INSTRUCTIONS TO FOLLOW -
Find the line that contains "Point to the museum". Output it and every line after it to the end of the records, exactly as they appear.

Excerpts from point annotation data
<<<<

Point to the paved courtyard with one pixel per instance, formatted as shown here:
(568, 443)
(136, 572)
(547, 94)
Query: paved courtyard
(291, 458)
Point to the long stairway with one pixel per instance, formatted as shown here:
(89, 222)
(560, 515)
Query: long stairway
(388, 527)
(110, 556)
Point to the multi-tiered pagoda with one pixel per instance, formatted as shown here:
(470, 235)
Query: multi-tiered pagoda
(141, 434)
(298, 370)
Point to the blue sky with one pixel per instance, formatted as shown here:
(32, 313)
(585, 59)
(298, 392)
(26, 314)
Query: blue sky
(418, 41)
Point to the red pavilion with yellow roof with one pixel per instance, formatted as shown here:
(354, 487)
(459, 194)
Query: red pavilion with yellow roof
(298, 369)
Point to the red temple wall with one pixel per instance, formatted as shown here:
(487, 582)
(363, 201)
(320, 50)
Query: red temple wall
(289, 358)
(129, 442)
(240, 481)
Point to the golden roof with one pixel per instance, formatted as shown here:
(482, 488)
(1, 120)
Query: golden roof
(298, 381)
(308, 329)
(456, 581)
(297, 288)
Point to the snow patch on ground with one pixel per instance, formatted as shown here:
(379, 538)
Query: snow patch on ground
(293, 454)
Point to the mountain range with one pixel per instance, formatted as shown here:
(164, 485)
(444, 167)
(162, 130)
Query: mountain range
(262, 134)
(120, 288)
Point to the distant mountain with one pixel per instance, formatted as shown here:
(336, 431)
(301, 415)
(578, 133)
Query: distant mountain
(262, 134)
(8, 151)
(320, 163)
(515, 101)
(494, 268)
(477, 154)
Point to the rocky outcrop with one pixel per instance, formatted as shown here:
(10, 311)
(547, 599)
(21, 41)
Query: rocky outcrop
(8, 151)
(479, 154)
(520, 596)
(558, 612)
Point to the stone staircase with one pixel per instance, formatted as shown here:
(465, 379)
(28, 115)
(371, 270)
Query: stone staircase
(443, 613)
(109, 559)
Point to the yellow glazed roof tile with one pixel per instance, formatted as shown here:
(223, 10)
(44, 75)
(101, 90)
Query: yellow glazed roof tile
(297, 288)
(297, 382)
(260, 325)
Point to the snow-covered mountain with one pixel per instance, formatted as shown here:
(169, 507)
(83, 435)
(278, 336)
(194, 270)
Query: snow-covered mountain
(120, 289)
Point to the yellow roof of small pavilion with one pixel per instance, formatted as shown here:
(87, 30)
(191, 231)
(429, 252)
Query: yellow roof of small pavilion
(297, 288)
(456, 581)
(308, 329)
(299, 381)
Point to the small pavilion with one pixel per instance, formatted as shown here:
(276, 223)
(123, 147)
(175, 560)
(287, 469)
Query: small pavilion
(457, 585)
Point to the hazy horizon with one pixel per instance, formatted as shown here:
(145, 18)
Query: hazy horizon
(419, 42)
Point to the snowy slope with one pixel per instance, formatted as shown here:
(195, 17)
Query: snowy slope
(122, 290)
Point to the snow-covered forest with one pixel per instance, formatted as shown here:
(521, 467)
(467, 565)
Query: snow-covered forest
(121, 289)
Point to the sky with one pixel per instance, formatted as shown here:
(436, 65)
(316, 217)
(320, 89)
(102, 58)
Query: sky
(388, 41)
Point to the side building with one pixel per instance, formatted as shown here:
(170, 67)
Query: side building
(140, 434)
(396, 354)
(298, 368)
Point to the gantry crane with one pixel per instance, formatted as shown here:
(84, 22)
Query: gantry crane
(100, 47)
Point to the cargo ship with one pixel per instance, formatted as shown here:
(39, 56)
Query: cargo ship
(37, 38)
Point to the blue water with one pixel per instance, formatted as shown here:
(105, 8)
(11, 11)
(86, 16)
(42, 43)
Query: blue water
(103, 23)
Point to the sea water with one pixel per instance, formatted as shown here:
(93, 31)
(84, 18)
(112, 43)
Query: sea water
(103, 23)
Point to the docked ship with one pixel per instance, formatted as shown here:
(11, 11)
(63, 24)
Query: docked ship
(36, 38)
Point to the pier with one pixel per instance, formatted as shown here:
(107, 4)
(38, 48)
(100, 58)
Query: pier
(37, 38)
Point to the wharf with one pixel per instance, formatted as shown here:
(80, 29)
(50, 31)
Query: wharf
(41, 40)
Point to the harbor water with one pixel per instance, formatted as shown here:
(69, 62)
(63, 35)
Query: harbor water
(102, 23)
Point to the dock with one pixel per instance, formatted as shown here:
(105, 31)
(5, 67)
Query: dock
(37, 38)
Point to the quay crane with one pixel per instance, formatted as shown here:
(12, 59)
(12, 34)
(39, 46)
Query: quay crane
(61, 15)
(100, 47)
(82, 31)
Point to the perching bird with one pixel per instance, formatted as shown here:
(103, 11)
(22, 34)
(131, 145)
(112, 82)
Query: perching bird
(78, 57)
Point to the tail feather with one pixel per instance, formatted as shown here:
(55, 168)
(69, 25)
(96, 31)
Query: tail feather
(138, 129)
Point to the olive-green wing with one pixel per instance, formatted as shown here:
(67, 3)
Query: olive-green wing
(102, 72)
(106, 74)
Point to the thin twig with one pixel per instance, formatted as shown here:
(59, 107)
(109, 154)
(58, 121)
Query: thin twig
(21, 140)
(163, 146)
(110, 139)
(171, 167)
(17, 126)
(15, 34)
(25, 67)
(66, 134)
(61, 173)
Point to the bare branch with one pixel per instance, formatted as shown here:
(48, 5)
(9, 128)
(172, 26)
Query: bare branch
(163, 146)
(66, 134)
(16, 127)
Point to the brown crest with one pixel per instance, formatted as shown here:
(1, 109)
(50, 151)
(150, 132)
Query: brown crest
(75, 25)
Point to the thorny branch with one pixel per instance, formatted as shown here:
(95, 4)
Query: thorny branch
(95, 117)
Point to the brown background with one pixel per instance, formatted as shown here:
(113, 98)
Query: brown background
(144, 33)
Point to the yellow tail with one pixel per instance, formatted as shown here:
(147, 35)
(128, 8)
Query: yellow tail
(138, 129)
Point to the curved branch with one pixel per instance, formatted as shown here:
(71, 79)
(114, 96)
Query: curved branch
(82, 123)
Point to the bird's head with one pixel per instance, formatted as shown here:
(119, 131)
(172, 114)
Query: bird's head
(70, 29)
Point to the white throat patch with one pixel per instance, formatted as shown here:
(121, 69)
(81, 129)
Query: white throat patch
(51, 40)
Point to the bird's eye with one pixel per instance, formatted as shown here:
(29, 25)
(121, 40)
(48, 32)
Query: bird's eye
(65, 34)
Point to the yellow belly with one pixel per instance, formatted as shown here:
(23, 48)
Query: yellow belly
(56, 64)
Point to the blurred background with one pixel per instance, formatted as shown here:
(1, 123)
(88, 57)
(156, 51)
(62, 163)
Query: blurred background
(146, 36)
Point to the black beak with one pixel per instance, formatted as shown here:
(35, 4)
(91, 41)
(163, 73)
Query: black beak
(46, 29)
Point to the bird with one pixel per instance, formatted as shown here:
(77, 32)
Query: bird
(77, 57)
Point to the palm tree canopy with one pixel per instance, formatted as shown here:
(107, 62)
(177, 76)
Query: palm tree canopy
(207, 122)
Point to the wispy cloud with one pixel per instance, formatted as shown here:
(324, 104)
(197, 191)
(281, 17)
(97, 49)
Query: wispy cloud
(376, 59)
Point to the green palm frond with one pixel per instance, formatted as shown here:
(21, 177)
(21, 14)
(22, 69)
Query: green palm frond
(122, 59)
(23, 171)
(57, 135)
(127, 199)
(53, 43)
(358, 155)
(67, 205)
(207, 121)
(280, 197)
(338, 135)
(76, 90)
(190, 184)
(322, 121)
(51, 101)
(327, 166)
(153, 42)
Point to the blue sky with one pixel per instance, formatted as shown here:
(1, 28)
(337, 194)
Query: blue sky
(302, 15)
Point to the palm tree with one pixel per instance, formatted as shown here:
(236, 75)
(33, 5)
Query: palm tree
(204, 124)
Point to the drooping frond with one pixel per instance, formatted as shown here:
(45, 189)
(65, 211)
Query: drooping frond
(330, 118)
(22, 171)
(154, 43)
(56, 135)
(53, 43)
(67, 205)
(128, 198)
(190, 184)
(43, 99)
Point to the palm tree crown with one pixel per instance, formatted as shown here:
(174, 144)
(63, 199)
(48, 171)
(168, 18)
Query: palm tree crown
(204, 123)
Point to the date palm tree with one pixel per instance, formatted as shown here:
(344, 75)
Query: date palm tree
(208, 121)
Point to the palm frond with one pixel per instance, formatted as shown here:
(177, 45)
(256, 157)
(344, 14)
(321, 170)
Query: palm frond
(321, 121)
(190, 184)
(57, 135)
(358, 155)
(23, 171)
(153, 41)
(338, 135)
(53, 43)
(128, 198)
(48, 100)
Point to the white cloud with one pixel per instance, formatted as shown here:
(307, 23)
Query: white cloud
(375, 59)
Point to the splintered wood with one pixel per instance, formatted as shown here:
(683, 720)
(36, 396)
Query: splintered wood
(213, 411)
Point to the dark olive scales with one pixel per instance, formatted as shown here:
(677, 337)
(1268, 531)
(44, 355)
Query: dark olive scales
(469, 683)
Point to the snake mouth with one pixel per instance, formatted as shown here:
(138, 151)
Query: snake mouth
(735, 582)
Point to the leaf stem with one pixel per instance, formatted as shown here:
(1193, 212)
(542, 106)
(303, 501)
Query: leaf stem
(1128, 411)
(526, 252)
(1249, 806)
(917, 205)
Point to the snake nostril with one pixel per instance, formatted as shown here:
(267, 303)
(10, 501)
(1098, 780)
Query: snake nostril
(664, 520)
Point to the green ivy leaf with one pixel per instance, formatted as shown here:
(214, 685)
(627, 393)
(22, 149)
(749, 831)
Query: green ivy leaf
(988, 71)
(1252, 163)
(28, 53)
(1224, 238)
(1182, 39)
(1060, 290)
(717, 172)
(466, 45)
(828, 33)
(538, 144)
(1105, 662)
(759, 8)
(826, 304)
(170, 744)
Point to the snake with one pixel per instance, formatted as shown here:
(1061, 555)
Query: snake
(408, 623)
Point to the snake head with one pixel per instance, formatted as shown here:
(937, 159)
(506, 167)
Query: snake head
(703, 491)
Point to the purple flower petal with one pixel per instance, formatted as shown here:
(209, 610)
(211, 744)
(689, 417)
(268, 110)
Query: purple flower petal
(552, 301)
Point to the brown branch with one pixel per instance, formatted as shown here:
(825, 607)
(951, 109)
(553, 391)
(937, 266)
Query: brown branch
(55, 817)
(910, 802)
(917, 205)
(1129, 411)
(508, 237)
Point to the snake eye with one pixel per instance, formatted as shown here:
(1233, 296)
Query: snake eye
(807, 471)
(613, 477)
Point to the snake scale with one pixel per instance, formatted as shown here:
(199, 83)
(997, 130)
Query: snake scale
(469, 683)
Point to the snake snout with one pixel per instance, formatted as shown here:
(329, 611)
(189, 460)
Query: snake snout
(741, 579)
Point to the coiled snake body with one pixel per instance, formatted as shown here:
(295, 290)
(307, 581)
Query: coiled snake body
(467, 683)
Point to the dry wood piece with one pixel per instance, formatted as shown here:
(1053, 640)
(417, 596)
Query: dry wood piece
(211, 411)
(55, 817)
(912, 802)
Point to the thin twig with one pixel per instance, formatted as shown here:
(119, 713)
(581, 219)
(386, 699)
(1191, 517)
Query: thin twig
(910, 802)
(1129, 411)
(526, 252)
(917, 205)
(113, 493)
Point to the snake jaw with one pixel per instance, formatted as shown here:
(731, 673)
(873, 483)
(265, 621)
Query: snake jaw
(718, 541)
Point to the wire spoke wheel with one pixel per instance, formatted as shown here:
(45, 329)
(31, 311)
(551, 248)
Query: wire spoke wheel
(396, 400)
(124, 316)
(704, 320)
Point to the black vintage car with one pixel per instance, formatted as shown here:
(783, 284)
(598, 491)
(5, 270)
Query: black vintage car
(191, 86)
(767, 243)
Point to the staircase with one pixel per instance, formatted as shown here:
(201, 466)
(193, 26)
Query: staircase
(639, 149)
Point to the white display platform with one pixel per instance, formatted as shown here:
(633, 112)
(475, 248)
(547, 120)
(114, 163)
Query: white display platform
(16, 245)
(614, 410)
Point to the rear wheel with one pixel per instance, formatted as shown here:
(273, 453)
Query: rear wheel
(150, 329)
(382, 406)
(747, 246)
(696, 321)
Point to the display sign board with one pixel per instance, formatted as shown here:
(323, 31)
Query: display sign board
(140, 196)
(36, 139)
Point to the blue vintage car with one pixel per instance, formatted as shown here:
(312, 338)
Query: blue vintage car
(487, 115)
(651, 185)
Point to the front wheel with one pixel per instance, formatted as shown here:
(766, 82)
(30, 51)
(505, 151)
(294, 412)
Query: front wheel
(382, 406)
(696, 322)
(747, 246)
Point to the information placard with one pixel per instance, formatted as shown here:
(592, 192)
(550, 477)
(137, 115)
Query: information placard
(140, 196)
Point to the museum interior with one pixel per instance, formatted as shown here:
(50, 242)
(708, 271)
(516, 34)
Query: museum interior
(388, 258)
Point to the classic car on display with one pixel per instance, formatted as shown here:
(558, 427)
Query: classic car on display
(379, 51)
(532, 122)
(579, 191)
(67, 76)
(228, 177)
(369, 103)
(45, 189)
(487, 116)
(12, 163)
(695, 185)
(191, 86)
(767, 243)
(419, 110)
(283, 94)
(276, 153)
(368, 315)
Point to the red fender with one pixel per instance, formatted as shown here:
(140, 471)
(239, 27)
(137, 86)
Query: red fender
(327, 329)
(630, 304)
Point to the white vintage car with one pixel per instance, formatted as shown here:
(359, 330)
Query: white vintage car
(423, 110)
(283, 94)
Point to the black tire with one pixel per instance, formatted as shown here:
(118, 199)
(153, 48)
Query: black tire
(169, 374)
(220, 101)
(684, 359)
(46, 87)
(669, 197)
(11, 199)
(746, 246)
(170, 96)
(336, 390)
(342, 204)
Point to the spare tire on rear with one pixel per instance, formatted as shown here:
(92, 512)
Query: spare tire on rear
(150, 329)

>>>>

ANSWER TO THE EXERCISE -
Point to the museum interior with one pixel per instance, formatted as shown here:
(50, 242)
(708, 271)
(516, 34)
Query: museum interior
(388, 258)
Point to the classic car on display with one pixel per instance, formatted as shown here:
(558, 427)
Query: classic car on display
(379, 51)
(532, 122)
(579, 191)
(67, 76)
(228, 177)
(369, 103)
(45, 189)
(487, 116)
(12, 163)
(695, 185)
(191, 86)
(767, 243)
(419, 110)
(283, 94)
(276, 153)
(368, 315)
Point to the red fender with one pixel per instance, formatted as shown here:
(140, 471)
(239, 27)
(137, 86)
Query: red fender
(327, 329)
(630, 304)
Point to the white vintage car with one pixel per instance, formatted as shown here:
(359, 330)
Query: white vintage car
(423, 110)
(283, 94)
Point to the black tire with one pixel per instance, formatted as shown here:
(118, 199)
(153, 48)
Query: black tire
(169, 374)
(220, 101)
(684, 359)
(46, 87)
(669, 197)
(11, 199)
(746, 246)
(170, 96)
(336, 390)
(342, 204)
Point to the spare tire on rear with one pixel per instance, formatted as shown here:
(92, 512)
Query: spare tire on rear
(150, 329)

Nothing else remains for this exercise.